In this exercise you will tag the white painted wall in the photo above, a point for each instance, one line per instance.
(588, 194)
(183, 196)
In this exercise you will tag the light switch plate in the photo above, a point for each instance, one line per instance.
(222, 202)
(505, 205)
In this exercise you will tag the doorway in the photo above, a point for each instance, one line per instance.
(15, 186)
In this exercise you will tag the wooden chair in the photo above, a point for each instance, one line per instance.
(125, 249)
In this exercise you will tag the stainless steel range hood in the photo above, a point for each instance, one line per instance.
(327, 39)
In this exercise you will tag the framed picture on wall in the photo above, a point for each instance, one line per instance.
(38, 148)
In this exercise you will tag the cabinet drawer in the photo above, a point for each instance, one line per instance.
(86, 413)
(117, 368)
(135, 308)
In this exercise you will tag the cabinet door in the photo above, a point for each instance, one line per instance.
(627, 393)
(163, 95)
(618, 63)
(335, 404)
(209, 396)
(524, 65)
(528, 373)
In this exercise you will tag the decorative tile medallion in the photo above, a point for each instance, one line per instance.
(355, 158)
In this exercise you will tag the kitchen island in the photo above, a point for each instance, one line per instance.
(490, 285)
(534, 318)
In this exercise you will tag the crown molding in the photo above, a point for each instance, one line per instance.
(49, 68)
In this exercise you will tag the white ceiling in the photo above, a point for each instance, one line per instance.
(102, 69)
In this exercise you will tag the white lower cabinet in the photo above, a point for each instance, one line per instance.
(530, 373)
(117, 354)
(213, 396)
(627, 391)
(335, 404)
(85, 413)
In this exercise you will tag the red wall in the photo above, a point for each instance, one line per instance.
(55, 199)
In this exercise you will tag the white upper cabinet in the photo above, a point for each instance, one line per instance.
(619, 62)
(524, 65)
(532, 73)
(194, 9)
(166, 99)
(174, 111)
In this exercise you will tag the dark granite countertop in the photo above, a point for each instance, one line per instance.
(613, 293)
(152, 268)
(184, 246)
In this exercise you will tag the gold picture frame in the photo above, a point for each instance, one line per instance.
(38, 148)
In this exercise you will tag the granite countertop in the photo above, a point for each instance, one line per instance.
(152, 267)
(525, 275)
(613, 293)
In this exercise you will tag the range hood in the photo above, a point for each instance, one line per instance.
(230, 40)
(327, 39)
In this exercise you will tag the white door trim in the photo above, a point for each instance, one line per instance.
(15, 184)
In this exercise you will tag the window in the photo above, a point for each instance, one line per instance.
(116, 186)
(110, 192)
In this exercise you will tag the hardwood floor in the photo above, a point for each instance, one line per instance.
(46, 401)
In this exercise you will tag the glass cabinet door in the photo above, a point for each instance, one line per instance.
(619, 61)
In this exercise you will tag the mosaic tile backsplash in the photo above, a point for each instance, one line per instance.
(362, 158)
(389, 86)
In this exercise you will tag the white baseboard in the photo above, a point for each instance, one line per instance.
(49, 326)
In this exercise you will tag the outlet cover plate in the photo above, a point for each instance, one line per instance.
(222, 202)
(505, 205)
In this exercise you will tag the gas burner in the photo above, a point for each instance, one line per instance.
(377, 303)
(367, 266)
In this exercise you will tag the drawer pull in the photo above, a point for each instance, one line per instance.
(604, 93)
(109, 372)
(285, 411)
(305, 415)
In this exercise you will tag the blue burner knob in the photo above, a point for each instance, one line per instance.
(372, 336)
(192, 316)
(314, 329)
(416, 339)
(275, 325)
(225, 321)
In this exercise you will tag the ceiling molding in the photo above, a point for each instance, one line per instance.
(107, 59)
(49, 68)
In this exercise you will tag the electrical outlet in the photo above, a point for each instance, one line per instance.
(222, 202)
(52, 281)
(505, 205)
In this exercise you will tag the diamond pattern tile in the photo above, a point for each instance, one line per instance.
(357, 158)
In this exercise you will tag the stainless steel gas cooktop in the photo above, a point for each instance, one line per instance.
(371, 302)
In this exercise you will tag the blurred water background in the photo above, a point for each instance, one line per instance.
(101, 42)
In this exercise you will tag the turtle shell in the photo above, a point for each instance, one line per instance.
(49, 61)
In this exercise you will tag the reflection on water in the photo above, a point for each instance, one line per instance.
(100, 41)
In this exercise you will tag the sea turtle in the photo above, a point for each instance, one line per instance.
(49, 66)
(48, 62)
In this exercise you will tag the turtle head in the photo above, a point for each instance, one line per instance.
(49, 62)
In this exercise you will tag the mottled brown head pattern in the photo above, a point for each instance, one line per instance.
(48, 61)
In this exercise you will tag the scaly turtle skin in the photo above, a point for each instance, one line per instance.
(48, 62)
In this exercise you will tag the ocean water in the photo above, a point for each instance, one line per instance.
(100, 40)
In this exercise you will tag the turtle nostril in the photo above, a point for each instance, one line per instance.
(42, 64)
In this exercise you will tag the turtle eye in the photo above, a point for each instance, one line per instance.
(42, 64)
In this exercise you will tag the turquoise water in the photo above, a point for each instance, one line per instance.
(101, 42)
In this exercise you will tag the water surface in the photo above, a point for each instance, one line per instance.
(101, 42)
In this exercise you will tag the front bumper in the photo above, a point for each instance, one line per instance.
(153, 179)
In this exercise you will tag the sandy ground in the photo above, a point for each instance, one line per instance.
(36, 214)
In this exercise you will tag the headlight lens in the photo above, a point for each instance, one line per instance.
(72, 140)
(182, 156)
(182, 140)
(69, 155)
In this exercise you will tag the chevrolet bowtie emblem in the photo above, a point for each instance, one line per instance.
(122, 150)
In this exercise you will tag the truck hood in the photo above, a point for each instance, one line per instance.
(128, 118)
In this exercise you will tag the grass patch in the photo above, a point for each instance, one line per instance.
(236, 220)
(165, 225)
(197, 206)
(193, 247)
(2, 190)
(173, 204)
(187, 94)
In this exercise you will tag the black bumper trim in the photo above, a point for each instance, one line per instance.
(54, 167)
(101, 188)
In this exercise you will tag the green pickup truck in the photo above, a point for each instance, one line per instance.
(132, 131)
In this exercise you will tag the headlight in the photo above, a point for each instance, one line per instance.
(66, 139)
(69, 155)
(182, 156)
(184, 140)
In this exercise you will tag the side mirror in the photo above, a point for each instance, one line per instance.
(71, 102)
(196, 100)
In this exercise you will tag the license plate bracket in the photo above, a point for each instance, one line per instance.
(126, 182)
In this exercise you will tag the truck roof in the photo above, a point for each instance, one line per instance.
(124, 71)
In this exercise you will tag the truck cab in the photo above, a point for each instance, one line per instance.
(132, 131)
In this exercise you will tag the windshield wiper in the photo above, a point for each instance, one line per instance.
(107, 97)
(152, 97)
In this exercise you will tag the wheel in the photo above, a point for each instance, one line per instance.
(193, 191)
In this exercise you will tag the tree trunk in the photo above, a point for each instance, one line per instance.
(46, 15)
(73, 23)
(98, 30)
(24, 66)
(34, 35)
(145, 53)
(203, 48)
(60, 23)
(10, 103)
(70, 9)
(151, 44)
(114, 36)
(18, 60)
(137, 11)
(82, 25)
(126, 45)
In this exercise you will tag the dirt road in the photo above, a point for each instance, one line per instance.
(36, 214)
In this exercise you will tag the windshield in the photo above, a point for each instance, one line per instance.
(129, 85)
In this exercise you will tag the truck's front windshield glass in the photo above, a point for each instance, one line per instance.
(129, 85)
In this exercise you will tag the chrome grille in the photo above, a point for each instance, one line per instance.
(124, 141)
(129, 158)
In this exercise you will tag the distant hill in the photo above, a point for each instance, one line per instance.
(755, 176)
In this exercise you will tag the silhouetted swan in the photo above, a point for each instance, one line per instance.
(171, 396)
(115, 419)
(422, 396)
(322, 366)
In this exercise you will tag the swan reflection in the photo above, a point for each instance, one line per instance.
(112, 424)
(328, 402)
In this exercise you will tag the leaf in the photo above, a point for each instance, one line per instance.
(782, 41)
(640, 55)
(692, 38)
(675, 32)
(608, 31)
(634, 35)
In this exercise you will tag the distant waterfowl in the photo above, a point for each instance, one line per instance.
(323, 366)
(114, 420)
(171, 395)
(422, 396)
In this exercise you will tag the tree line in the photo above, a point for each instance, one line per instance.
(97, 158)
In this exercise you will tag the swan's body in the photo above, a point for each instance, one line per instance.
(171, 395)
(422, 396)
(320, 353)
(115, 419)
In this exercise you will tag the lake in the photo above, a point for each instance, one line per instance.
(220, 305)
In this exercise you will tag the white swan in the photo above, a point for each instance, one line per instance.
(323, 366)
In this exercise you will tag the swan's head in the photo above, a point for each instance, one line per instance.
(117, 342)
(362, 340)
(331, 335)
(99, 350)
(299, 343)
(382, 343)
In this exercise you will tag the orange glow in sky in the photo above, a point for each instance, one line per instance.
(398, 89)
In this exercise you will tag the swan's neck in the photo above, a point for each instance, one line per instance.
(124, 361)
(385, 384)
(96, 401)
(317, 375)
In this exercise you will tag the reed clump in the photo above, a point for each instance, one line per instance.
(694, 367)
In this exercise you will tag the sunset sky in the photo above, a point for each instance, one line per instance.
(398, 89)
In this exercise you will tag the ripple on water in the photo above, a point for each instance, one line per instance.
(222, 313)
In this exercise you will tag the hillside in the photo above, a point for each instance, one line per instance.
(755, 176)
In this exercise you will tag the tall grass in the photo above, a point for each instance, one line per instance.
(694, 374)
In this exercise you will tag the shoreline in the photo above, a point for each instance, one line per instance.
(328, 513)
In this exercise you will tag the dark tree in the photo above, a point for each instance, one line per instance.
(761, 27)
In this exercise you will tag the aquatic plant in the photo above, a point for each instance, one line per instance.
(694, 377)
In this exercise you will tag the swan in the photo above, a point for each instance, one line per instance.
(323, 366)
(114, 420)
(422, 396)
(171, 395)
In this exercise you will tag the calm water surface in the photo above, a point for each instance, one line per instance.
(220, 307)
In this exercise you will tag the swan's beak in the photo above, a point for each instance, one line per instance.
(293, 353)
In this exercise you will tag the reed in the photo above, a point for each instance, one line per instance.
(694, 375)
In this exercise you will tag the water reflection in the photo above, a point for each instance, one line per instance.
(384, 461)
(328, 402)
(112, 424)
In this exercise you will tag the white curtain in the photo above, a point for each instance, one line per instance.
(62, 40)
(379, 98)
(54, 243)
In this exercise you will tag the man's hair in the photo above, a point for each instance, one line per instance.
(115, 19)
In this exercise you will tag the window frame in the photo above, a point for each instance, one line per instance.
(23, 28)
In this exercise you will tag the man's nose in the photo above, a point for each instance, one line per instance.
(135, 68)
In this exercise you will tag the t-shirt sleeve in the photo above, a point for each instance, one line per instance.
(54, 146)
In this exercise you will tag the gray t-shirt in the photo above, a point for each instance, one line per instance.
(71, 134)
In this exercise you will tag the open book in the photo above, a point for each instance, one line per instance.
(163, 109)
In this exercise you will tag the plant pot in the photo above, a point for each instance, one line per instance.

- - - - - - -

:: Exercise description ::
Output exactly the lines between the one containing "In this exercise you will tag the dark tree" and the final line above, both inclusive.

:: Full response ::
In this exercise you will tag the dark tree in the photo above, a point for each instance, one line per instance.
(761, 27)
In this exercise you will tag the aquatic plant in the photo above, a point for each instance, one line per instance.
(694, 377)
In this exercise you will tag the swan in the photo above, a point for each instance, one line per instance.
(323, 366)
(114, 420)
(422, 396)
(171, 395)
In this exercise you will tag the calm water surface in the photo above, a point for each instance, one line per instance.
(220, 307)
In this exercise you will tag the swan's beak in the photo above, a point for each instance, one line per instance.
(293, 353)
In this exercise you will tag the reed in the photo above, a point for each instance, one line per instance.
(694, 375)
In this exercise you will tag the water reflection in the photo above, a point for each instance, one line per instance.
(384, 461)
(328, 402)
(112, 424)
In this exercise you will tag the white curtain in the photo above, a point for each instance, one line per instance.
(62, 40)
(379, 98)
(54, 243)
In this exercise you will tag the man's hair in the photo above, a point for each instance, one line per instance.
(115, 19)
In this exercise you will tag the window frame in the photo above, a point for each instance, one line per instance.
(23, 28)
In this exercise you will tag the man's nose in the photo above, a point for each instance, one line per instance.
(135, 68)
In this exercise you will tag the t-shirt sleeve in the photo above, a point for each instance, one line per instance.
(54, 146)
In this exercise you will tag the gray t-shirt in the photo above, a point for each instance, one line per instance.
(71, 134)
In this exercise you will tag the open book in the photo above, a point for each instance, one line per instance.
(163, 109)
In this exercise you will tag the plant pot in the photo above, a point for each instance, one line per instance.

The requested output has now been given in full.